# Work to do
(a) In the Kentucky appeals opinion, rewrite the passage from "Robert F. Matthews, Atty." up to and including "MONTGOMERY, Judge.", putting "respondents" in place of "appellees".
(b) Continue the Kentucky appeals opinion on Senate Bill No. 6 from the point where it stops.

Court of Appeals of Kentucky.
E.P. Sawyer, County Atty., Cecil Davenport, Asst. County Atty., Louisville, for appellants.
Robert F. Matthews, Atty. Gen., William A. Lamkin, Jr., Asst. Atty. Gen., Frankfort, for appellees.
Jack Q. Heath, Louisville, for Kentucky Farm Bureau Federation.
MONTGOMERY, Judge.
The question is whether Senate Bill No. 6 enacted by the 1964 General Assembly as Chapter 10, Kentucky Acts 1964 violates Kentucky Constitution, Section 51. More specifically, the question is whether an existing statute can be amended by incorporating by reference another existing statute.
The Act is as follows:
"AN ACT relating to State Appropriations for County Roads allocated among counties; statements of disbursements and balances.
"Be it enacted by the General Assembly of the Commonwealth of Kentucky:
"Section 1. Section 179.410 of the Kentucky Revised Statutes is amended to read as follows: The Department of Highways shall allocate the sum appropriated by the General Assembly for the construction, reconstruction, improvement, and maintenance of county roads and bridges in accordance with the provisions of KRS 177.360(1).
"The Department of Highways, at the close of each fiscal year or as soon thereafter as practicable, shall furnish to the Fiscal Courts of the several *169 counties a statement showing the total amount of all disbursements, the unliquidated and unencumbered balances of the funds allocated to the respective counties for that fiscal year."
The bill was signed by the Governor on February 28, 1964, and became effective June 18, 1964, as KRS 179.410.

# Provided information
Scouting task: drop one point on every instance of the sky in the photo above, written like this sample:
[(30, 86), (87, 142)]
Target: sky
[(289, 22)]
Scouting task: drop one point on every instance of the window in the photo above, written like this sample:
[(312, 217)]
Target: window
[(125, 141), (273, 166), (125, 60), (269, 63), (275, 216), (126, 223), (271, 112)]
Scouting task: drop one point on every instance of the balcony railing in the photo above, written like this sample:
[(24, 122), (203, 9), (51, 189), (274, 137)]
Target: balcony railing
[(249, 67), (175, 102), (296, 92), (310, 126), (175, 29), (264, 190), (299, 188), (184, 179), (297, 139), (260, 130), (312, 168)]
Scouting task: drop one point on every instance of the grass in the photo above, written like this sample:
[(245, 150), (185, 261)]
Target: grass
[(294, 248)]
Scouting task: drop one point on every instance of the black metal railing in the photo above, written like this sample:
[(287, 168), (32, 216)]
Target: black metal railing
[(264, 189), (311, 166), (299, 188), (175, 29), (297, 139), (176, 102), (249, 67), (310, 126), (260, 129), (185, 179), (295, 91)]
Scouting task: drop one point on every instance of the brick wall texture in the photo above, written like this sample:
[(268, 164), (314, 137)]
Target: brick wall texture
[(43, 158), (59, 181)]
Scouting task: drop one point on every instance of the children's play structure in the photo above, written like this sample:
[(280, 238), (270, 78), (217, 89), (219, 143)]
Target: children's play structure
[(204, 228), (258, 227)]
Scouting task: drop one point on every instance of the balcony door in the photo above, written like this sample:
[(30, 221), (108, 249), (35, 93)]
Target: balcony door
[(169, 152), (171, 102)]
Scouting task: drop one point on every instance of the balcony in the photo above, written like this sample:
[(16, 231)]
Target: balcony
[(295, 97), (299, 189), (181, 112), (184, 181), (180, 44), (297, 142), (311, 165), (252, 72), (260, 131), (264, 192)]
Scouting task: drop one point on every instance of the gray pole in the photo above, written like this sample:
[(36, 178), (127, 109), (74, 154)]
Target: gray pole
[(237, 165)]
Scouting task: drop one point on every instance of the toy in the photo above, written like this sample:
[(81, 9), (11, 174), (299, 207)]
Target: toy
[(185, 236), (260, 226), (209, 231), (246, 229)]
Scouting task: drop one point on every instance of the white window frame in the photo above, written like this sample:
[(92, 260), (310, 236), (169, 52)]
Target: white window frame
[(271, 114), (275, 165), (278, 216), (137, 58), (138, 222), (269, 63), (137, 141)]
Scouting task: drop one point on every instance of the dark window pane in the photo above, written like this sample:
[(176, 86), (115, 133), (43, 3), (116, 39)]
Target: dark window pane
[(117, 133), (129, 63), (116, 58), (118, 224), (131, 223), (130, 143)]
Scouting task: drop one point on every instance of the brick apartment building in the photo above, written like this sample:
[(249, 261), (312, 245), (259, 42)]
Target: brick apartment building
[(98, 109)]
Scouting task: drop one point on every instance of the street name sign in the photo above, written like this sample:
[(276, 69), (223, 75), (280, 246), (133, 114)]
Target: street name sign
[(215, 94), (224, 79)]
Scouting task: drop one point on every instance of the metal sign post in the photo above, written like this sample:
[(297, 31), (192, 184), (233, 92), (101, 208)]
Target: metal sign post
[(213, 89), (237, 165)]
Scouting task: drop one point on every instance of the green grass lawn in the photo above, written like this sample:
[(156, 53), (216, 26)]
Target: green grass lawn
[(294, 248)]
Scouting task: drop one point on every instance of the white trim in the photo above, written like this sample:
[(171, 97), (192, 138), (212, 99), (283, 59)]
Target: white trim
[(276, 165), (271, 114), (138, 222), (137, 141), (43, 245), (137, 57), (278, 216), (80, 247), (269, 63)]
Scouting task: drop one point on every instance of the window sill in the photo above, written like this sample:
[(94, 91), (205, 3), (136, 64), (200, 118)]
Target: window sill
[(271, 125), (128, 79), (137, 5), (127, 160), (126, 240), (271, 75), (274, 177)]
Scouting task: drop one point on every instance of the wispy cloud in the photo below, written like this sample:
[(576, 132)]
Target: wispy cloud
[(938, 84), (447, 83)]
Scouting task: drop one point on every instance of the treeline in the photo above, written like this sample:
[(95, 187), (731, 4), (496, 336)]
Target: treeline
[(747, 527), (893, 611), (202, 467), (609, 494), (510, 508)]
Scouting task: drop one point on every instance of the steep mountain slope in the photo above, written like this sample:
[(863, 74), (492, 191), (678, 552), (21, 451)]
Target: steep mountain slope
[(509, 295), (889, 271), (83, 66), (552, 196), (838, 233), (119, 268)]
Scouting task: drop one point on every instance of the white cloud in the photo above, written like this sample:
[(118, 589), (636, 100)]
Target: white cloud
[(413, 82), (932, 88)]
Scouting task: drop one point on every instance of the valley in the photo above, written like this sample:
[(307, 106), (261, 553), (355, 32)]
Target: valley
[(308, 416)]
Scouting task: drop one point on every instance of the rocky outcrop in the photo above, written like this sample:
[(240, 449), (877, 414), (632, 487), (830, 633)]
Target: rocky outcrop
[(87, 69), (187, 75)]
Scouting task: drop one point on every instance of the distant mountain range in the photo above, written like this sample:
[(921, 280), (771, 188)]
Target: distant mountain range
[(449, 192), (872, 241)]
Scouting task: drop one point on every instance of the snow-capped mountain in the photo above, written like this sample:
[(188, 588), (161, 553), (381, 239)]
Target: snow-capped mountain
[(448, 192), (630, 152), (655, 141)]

# Exercise responses
(a)
Robert F. Matthews, Atty. Gen., William A. Lamkin, Jr., Asst. Atty. Gen., Frankfort, for respondents.
Jack Q. Heath, Louisville, for Kentucky Farm Bureau Federation.
MONTGOMERY, Judge.

(b)
Immediately thereafter, Marlow W. Cook, H. Bemis Lawrence, Maurice W. Archer, and John Skelton, composing the Jefferson County Fiscal Court, sued Henry Ward, as Commissioner of the Department of Highways, asking that Senate Bill No. 6 be declared unconstitutional and that he be restrained and enjoined from proceeding thereunder. The Kentucky Farm Bureau Federation was permitted to intervene. The Fiscal Court appeals from a judgment upholding the constitutionality of the Act.
The pertinent portion of Kentucky Constitution, Section 51, follows:
"* * * no law shall be revised, amended, or the provisions thereof extended or conferred by reference to its title only, but so much thereof as is revised, amended, extended or conferred, shall be re-enacted and published at length."
Prior to the effective date of the Act attacked, KRS 179.410 consisted of two paragraphs. Its first paragraph provided for the allocation of appropriated funds for county roads and bridges to be made on the basis of the number of counties, area, and rural population. By the new Act, no change was made in the second paragraph. The first paragraph of KRS 179.410 was changed to provide for the allocation of such funds "in accordance with the provisions of KRS 177.360(1)." The formula for the allocation of funds for rural and secondary roads is set forth in KRS 177.360(1). The effect of the change in KRS 179.410 is to place the allocation of funds to be used on county roads and bridges on the same basis as rural and secondary road funds. It may be noted that no question of discrimination in the allocation of such county road and bridge funds is presented or argued.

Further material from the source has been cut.